Problem statement:
Rename each "rough mask" in the rows below to "coarse mask", keeping all other text unchanged. Write the rows out again and leave out the pictures.

[Saved entries]
* * * *

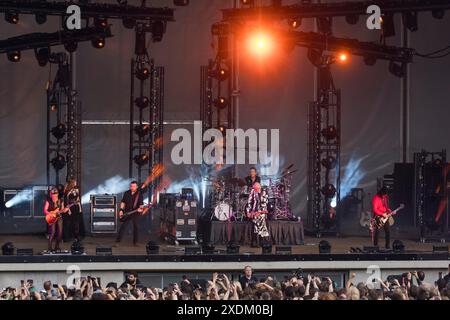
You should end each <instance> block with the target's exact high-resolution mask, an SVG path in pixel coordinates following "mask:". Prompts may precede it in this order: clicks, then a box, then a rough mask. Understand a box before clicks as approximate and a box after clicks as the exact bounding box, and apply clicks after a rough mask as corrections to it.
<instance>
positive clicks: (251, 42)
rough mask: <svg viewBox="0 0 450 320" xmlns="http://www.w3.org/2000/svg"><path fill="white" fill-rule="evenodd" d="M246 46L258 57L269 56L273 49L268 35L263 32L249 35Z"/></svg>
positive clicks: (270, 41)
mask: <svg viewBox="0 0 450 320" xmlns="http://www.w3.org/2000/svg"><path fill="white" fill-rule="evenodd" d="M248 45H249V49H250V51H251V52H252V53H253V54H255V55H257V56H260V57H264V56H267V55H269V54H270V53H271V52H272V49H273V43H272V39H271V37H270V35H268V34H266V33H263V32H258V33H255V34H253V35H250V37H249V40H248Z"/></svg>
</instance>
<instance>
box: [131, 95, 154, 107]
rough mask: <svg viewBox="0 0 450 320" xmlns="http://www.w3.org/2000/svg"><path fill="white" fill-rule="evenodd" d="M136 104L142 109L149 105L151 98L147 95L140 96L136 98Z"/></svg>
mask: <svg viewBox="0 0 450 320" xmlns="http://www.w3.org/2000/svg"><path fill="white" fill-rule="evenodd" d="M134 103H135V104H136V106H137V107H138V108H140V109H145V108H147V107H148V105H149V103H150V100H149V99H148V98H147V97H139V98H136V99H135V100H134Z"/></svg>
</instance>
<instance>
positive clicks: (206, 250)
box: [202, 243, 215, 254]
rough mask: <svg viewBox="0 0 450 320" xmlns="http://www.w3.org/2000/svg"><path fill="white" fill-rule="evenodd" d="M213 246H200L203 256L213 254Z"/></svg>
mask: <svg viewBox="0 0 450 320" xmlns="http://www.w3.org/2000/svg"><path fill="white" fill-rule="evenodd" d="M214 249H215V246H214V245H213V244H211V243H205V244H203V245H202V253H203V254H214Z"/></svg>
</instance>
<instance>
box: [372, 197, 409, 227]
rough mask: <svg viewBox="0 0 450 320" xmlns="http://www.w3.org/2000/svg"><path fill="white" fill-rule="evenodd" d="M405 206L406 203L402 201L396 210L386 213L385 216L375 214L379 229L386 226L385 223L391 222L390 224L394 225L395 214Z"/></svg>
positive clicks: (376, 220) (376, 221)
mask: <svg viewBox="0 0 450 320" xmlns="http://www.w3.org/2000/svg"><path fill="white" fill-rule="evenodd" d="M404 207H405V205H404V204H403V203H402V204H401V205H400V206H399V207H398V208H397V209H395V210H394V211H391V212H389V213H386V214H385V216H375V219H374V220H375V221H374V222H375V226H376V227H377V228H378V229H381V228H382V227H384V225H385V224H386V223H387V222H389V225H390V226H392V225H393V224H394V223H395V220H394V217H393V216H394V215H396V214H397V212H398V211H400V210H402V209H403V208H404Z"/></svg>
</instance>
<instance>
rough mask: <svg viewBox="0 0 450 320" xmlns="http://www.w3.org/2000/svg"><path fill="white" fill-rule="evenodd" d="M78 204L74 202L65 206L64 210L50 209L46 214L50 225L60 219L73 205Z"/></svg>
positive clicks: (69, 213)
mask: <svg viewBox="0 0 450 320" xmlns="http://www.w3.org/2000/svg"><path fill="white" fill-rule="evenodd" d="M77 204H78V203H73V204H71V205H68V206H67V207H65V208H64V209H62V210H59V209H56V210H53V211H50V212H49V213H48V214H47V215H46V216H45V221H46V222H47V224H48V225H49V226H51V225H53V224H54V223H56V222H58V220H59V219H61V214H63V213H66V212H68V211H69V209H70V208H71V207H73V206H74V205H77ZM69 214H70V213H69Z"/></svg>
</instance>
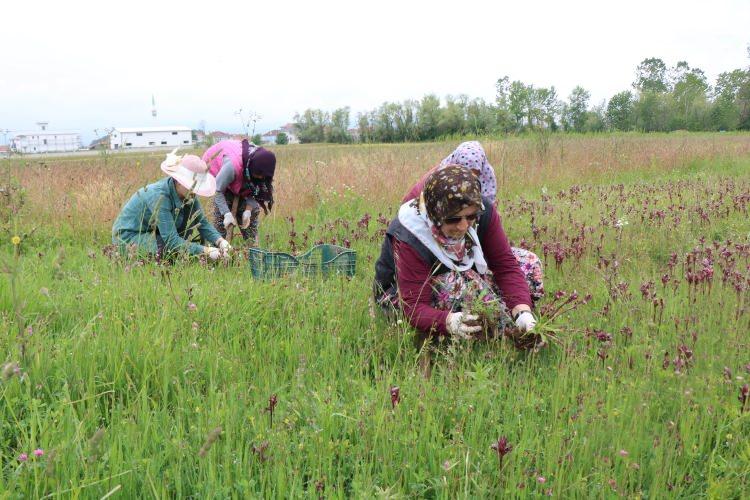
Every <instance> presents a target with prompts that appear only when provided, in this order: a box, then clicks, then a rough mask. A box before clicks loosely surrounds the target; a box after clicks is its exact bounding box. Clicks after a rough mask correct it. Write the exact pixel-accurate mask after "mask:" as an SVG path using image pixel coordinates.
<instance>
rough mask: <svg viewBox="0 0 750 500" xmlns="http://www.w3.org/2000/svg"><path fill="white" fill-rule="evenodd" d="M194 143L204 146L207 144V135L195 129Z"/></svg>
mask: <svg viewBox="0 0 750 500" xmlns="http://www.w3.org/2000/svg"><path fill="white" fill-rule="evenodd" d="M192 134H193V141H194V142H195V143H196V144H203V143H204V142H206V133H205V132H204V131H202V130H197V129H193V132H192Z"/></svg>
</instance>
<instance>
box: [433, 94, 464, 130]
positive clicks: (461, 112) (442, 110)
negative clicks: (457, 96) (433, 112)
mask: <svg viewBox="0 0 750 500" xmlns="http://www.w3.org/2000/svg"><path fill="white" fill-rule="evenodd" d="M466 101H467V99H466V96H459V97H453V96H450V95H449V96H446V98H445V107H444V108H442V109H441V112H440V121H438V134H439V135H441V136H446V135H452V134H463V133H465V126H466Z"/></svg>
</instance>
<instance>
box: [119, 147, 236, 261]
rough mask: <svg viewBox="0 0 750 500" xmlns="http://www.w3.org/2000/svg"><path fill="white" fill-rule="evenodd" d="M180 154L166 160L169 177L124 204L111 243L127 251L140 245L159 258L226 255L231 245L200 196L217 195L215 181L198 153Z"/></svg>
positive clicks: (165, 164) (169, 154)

* * * *

Solution for this exercise:
You should end each <instance> block with the target's exact high-resolution mask, an SVG path in pixel coordinates following "mask:". Prompts may precede it in this order: clicks, then a box, then a coarse mask. Understand a box before clicks as approximate and a box after clicks as the exact bounding box, and apply clicks after a coarse mask as corrections to it.
<instance>
positive clicks: (251, 42)
coarse mask: <svg viewBox="0 0 450 320" xmlns="http://www.w3.org/2000/svg"><path fill="white" fill-rule="evenodd" d="M246 46L258 57L269 56L273 49L268 35L263 32L249 35Z"/></svg>
positive clicks: (270, 41)
mask: <svg viewBox="0 0 450 320" xmlns="http://www.w3.org/2000/svg"><path fill="white" fill-rule="evenodd" d="M248 45H249V49H250V51H251V52H252V53H253V54H255V55H257V56H260V57H264V56H267V55H269V54H270V53H271V52H272V49H273V43H272V39H271V37H270V35H268V34H266V33H263V32H258V33H255V34H253V35H250V37H249V40H248Z"/></svg>
</instance>
<instance>
box: [131, 95, 154, 107]
coarse mask: <svg viewBox="0 0 450 320" xmlns="http://www.w3.org/2000/svg"><path fill="white" fill-rule="evenodd" d="M136 104L142 109L149 105L151 98L147 95L140 96L136 98Z"/></svg>
mask: <svg viewBox="0 0 450 320" xmlns="http://www.w3.org/2000/svg"><path fill="white" fill-rule="evenodd" d="M134 103H135V104H136V106H137V107H138V108H140V109H145V108H147V107H148V105H149V103H150V100H149V99H148V98H147V97H139V98H136V99H135V100H134Z"/></svg>
</instance>
<instance>
positive clicks: (206, 250)
box: [202, 243, 215, 254]
coarse mask: <svg viewBox="0 0 450 320" xmlns="http://www.w3.org/2000/svg"><path fill="white" fill-rule="evenodd" d="M213 246H200L203 256L213 254Z"/></svg>
mask: <svg viewBox="0 0 450 320" xmlns="http://www.w3.org/2000/svg"><path fill="white" fill-rule="evenodd" d="M214 249H215V246H214V245H213V244H211V243H205V244H203V245H202V253H203V254H214Z"/></svg>
</instance>
<instance>
box: [372, 197, 409, 227]
coarse mask: <svg viewBox="0 0 450 320" xmlns="http://www.w3.org/2000/svg"><path fill="white" fill-rule="evenodd" d="M405 206L406 203L402 201L396 210L386 213L385 216L375 214L379 229L386 226L385 223L391 222L390 224L394 225L395 214Z"/></svg>
positive clicks: (376, 220) (376, 221)
mask: <svg viewBox="0 0 450 320" xmlns="http://www.w3.org/2000/svg"><path fill="white" fill-rule="evenodd" d="M404 207H405V205H404V204H403V203H402V204H401V205H400V206H399V207H398V208H397V209H395V210H394V211H391V212H389V213H386V214H385V216H375V219H374V220H375V221H374V222H375V226H376V227H377V228H378V229H381V228H382V227H384V225H385V224H386V223H387V222H389V225H390V226H392V225H393V224H394V223H395V220H394V217H393V216H394V215H396V214H397V212H398V211H400V210H402V209H403V208H404Z"/></svg>
</instance>
<instance>
coarse mask: <svg viewBox="0 0 450 320" xmlns="http://www.w3.org/2000/svg"><path fill="white" fill-rule="evenodd" d="M78 204L74 202L65 206L64 210L50 209L46 214L50 225L60 219L73 205Z"/></svg>
positive clicks: (69, 213)
mask: <svg viewBox="0 0 450 320" xmlns="http://www.w3.org/2000/svg"><path fill="white" fill-rule="evenodd" d="M77 204H78V203H73V204H71V205H68V206H67V207H65V208H64V209H62V210H59V209H56V210H53V211H50V212H49V213H48V214H47V215H46V216H45V221H46V222H47V224H48V225H49V226H51V225H53V224H54V223H56V222H58V220H59V219H61V214H63V213H66V212H68V211H69V209H70V208H71V207H73V206H74V205H77ZM69 214H70V213H69Z"/></svg>
</instance>
Every <instance> presents a target with prompts that appear only when provided, in this order: a box, then clicks, then a coarse mask. A box before clicks loosely surrounds the target; a box after clicks is its exact bounding box. Clicks after a coarse mask correct it. Write the exact pixel-accurate mask after "mask:" as an SVG path using image pixel coordinates.
<instance>
coarse mask: <svg viewBox="0 0 750 500" xmlns="http://www.w3.org/2000/svg"><path fill="white" fill-rule="evenodd" d="M194 143L204 146L207 144V135L195 129Z"/></svg>
mask: <svg viewBox="0 0 750 500" xmlns="http://www.w3.org/2000/svg"><path fill="white" fill-rule="evenodd" d="M192 134H193V141H194V142H195V143H196V144H203V143H204V142H206V133H205V132H204V131H202V130H197V129H193V132H192Z"/></svg>
</instance>
<instance>
box: [433, 94, 464, 130]
positive clicks: (461, 112) (442, 110)
negative clicks: (457, 96) (433, 112)
mask: <svg viewBox="0 0 750 500" xmlns="http://www.w3.org/2000/svg"><path fill="white" fill-rule="evenodd" d="M466 101H467V99H466V96H459V97H453V96H450V95H449V96H446V98H445V107H444V108H442V109H441V112H440V121H438V134H439V135H441V136H446V135H452V134H463V133H465V126H466Z"/></svg>
</instance>
<instance>
box: [119, 147, 236, 261]
coarse mask: <svg viewBox="0 0 750 500" xmlns="http://www.w3.org/2000/svg"><path fill="white" fill-rule="evenodd" d="M180 154L166 160L169 177L124 204L111 243L127 251L140 245L159 258L226 255L231 245L200 196L217 195L215 181L198 153Z"/></svg>
positive clicks: (165, 164) (169, 154)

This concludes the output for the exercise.